TRY IT
Would you restate the listing word for word, with the images omitted?

** RECORDS FOR PROCESSING follows **

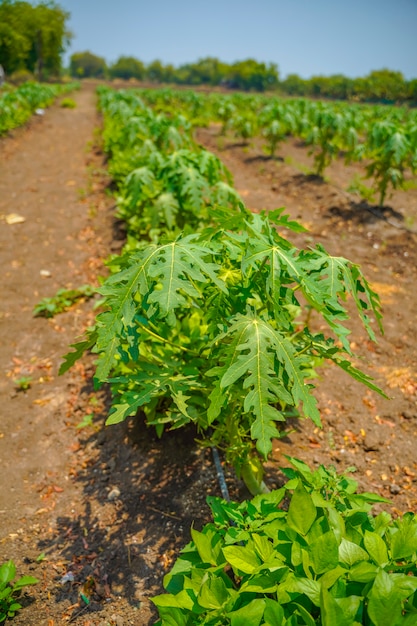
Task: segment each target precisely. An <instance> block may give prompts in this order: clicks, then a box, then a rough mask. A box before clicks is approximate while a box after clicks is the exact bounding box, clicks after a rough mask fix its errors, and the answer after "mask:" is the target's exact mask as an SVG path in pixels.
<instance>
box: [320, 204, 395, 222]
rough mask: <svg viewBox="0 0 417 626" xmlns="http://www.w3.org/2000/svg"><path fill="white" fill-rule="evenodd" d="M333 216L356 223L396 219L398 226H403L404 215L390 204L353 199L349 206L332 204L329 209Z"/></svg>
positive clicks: (331, 216)
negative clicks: (361, 200) (402, 225)
mask: <svg viewBox="0 0 417 626" xmlns="http://www.w3.org/2000/svg"><path fill="white" fill-rule="evenodd" d="M327 213H328V215H329V216H331V217H338V218H341V219H343V220H346V221H347V220H350V221H353V222H355V223H356V224H373V223H375V222H378V221H379V220H382V221H388V220H396V222H397V224H398V227H399V228H403V226H402V223H403V222H404V216H403V215H402V214H401V213H400V212H399V211H396V210H395V209H393V208H392V207H390V206H382V207H378V206H375V205H373V204H369V203H368V202H364V201H359V202H354V201H351V202H350V203H349V205H348V206H340V205H337V206H331V207H330V208H329V209H328V211H327Z"/></svg>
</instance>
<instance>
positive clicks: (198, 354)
mask: <svg viewBox="0 0 417 626" xmlns="http://www.w3.org/2000/svg"><path fill="white" fill-rule="evenodd" d="M141 328H142V330H144V331H145V333H148V335H150V336H151V337H153V338H154V339H157V340H158V341H161V342H162V343H167V344H168V345H170V346H172V347H173V348H177V349H178V350H182V351H183V352H188V353H189V354H192V355H193V356H200V355H199V354H198V352H194V350H189V349H188V348H184V346H179V345H178V344H176V343H174V342H173V341H170V340H169V339H165V337H161V336H160V335H158V334H157V333H154V332H153V331H152V330H150V329H149V328H147V327H146V326H143V325H141Z"/></svg>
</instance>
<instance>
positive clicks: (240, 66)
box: [70, 52, 417, 104]
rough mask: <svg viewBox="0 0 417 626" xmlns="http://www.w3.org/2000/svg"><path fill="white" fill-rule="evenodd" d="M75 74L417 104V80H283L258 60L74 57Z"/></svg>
mask: <svg viewBox="0 0 417 626" xmlns="http://www.w3.org/2000/svg"><path fill="white" fill-rule="evenodd" d="M70 72H71V74H72V75H73V76H75V77H79V78H80V77H88V76H89V77H96V78H110V79H115V78H121V79H125V80H128V79H136V80H139V81H143V80H144V81H150V82H152V83H156V84H158V83H165V84H178V85H189V86H192V87H195V86H199V85H205V86H208V87H215V86H224V87H230V88H232V89H241V90H243V91H267V90H276V91H280V92H281V93H283V94H287V95H290V96H296V97H309V98H330V99H334V100H353V101H357V102H387V103H389V102H390V103H392V102H409V103H413V104H415V103H417V79H412V80H409V81H407V80H406V79H405V78H404V76H403V74H402V73H401V72H396V71H392V70H389V69H381V70H374V71H372V72H370V73H369V74H368V75H367V76H364V77H359V78H349V77H347V76H343V74H335V75H332V76H312V77H311V78H308V79H305V78H301V77H300V76H298V75H297V74H290V75H288V76H287V77H286V78H285V79H282V80H281V79H280V77H279V72H278V68H277V66H276V65H275V64H274V63H269V64H266V63H260V62H258V61H255V60H254V59H247V60H245V61H238V62H236V63H233V64H228V63H224V62H223V61H220V60H219V59H217V58H215V57H207V58H204V59H199V60H198V61H197V62H195V63H186V64H184V65H180V66H179V67H174V66H173V65H171V64H167V65H164V64H163V63H162V62H161V61H159V60H156V61H153V62H152V63H149V64H148V65H145V64H144V63H143V62H142V61H140V60H139V59H136V58H134V57H131V56H121V57H119V59H118V60H117V61H116V62H115V63H113V64H110V65H107V63H106V61H105V59H104V58H102V57H99V56H96V55H94V54H92V53H91V52H79V53H76V54H73V55H72V57H71V61H70Z"/></svg>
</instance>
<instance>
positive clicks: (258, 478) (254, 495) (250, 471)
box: [240, 459, 270, 496]
mask: <svg viewBox="0 0 417 626" xmlns="http://www.w3.org/2000/svg"><path fill="white" fill-rule="evenodd" d="M240 475H241V477H242V480H243V482H244V483H245V485H246V487H247V488H248V489H249V491H250V492H251V494H252V495H253V496H257V495H259V494H261V493H269V492H270V489H268V487H267V486H266V485H265V483H264V481H263V480H262V479H261V480H259V476H257V475H256V473H255V471H254V469H253V465H252V464H251V462H250V459H249V460H248V461H245V463H243V464H242V465H241V468H240Z"/></svg>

** End of RECORDS FOR PROCESSING **

RESPONSE AREA
Task: segment each target precisely. An <instance> block may give prompts in this order: clicks, then a box, then a rough mask. A box before clicks is approximate while a box after clicks is the exact bounding box, clicks after a rough mask fix its errors, and the answer after "mask:" is the target's exact mask as an SVG path in pixels.
<instance>
box: [320, 204, 395, 222]
rough mask: <svg viewBox="0 0 417 626" xmlns="http://www.w3.org/2000/svg"><path fill="white" fill-rule="evenodd" d="M333 216L356 223L396 219L398 226H403L404 215L390 204L353 199L349 206L332 204L329 209Z"/></svg>
positive clicks: (331, 216)
negative clicks: (361, 200) (402, 225)
mask: <svg viewBox="0 0 417 626" xmlns="http://www.w3.org/2000/svg"><path fill="white" fill-rule="evenodd" d="M327 213H328V215H329V216H331V217H338V218H341V219H343V220H346V221H347V220H350V221H353V222H355V223H356V224H373V223H375V222H378V221H379V220H382V221H388V220H396V222H397V224H398V227H399V228H403V226H402V223H403V222H404V216H403V215H402V214H401V213H400V212H399V211H396V210H395V209H393V208H392V207H390V206H382V207H378V206H375V205H373V204H369V203H368V202H364V201H359V202H354V201H351V202H350V203H349V205H348V206H340V205H337V206H331V207H330V208H329V209H328V211H327Z"/></svg>
</instance>
<instance>
positive clicks: (198, 354)
mask: <svg viewBox="0 0 417 626" xmlns="http://www.w3.org/2000/svg"><path fill="white" fill-rule="evenodd" d="M141 328H142V330H144V331H145V333H148V335H150V336H151V337H153V338H154V339H157V340H158V341H161V342H162V343H167V344H168V345H170V346H172V347H173V348H177V349H178V350H182V351H183V352H188V353H189V354H192V355H193V356H200V355H199V354H198V352H194V350H189V349H188V348H184V346H179V345H178V344H176V343H174V342H173V341H170V340H169V339H165V337H161V336H160V335H158V334H157V333H154V332H153V331H152V330H150V329H149V328H147V327H146V326H143V325H141Z"/></svg>
</instance>
<instance>
positive clicks: (240, 66)
box: [70, 52, 417, 104]
rough mask: <svg viewBox="0 0 417 626" xmlns="http://www.w3.org/2000/svg"><path fill="white" fill-rule="evenodd" d="M75 74L417 104V80H283L258 60L74 57Z"/></svg>
mask: <svg viewBox="0 0 417 626" xmlns="http://www.w3.org/2000/svg"><path fill="white" fill-rule="evenodd" d="M70 72H71V74H72V75H73V76H75V77H79V78H80V77H88V76H89V77H96V78H110V79H115V78H121V79H125V80H128V79H136V80H139V81H143V80H144V81H150V82H152V83H156V84H158V83H165V84H178V85H189V86H192V87H195V86H199V85H205V86H208V87H215V86H224V87H230V88H232V89H241V90H243V91H267V90H276V91H280V92H281V93H283V94H287V95H290V96H296V97H309V98H330V99H334V100H353V101H357V102H387V103H389V102H390V103H392V102H409V103H413V104H415V103H417V79H412V80H409V81H407V80H406V79H405V78H404V76H403V74H402V73H401V72H396V71H392V70H389V69H381V70H374V71H372V72H370V73H369V74H368V75H367V76H364V77H359V78H349V77H347V76H343V74H335V75H332V76H312V77H311V78H308V79H305V78H301V77H300V76H298V75H297V74H290V75H288V76H287V77H286V78H285V79H282V80H281V79H280V77H279V72H278V68H277V66H276V65H275V64H274V63H269V64H266V63H260V62H258V61H255V60H254V59H247V60H245V61H238V62H236V63H233V64H228V63H224V62H223V61H220V60H219V59H217V58H215V57H207V58H204V59H199V60H198V61H197V62H195V63H186V64H184V65H180V66H179V67H174V66H173V65H171V64H167V65H164V64H163V63H162V62H161V61H159V60H156V61H153V62H152V63H149V64H148V65H145V64H144V63H143V62H142V61H140V60H139V59H136V58H134V57H131V56H121V57H119V59H118V60H117V61H116V62H115V63H113V64H110V65H107V63H106V61H105V59H104V58H102V57H99V56H96V55H94V54H92V53H91V52H79V53H76V54H73V55H72V57H71V61H70Z"/></svg>
</instance>
<instance>
positive clicks: (258, 478) (254, 495) (250, 471)
box: [240, 459, 270, 496]
mask: <svg viewBox="0 0 417 626" xmlns="http://www.w3.org/2000/svg"><path fill="white" fill-rule="evenodd" d="M240 475H241V477H242V480H243V482H244V483H245V485H246V487H247V488H248V489H249V491H250V492H251V494H252V495H253V496H257V495H259V494H261V493H269V492H270V489H268V487H267V486H266V485H265V483H264V481H263V480H262V479H261V480H259V476H257V475H256V473H255V471H254V469H253V465H252V464H251V462H250V459H249V460H248V461H245V463H243V464H242V465H241V468H240Z"/></svg>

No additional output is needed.